Work to do: Rewrite the lines that start at the one containing "Where can the bare" and run through the one containing "<point>136,195</point>", putting "leafless tree" wherever "bare tree" appears and leaving everything else as it is.

Dataset rows on where objects appear
# # # # #

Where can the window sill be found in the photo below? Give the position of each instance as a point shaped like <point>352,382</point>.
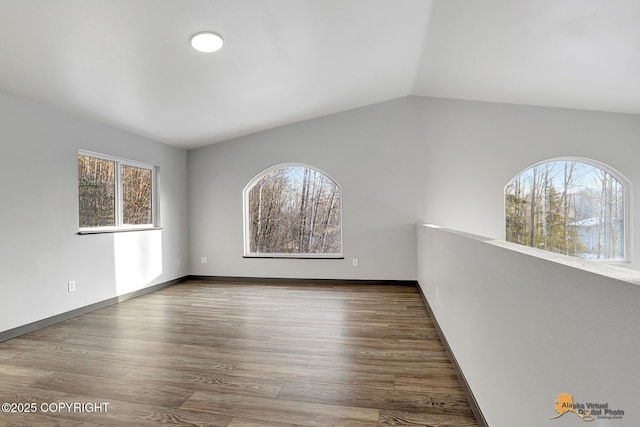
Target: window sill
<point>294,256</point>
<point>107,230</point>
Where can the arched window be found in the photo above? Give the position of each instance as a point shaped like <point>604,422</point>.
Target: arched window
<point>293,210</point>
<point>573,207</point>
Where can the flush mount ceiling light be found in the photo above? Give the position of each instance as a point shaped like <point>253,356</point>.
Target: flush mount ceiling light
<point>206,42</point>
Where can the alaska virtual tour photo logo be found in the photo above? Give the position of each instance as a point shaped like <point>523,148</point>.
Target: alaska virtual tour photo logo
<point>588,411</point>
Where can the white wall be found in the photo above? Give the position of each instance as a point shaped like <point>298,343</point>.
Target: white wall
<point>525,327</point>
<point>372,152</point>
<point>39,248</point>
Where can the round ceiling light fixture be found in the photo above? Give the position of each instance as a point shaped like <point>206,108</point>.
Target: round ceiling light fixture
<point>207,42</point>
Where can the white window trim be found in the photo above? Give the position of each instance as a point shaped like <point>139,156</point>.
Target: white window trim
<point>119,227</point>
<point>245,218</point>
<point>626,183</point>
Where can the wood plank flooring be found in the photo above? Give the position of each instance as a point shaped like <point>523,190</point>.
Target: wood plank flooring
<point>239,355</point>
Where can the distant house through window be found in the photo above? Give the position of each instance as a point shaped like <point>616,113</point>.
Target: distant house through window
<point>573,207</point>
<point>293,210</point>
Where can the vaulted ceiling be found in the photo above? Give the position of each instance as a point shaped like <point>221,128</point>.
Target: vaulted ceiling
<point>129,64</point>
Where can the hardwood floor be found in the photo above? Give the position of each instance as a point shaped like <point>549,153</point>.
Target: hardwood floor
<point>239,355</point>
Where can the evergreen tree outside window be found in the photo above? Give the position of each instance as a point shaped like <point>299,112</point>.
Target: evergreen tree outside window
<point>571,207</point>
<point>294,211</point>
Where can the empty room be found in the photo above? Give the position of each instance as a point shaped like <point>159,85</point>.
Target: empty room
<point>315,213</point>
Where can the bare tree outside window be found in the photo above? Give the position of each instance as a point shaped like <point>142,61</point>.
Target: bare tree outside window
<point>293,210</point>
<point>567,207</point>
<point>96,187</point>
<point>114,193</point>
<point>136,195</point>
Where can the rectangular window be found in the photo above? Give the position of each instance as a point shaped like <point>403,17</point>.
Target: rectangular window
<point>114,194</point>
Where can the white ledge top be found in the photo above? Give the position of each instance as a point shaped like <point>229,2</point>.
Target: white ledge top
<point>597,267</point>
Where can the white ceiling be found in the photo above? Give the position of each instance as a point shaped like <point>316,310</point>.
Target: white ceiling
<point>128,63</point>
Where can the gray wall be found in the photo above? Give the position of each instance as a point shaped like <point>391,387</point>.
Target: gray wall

# # # # #

Reply to the task:
Where can the leafless tree outside window be found in the photo above? Give the position of each instance as a point shaped like <point>142,61</point>.
Target: leafless tree outside window
<point>293,210</point>
<point>567,207</point>
<point>96,187</point>
<point>114,193</point>
<point>136,195</point>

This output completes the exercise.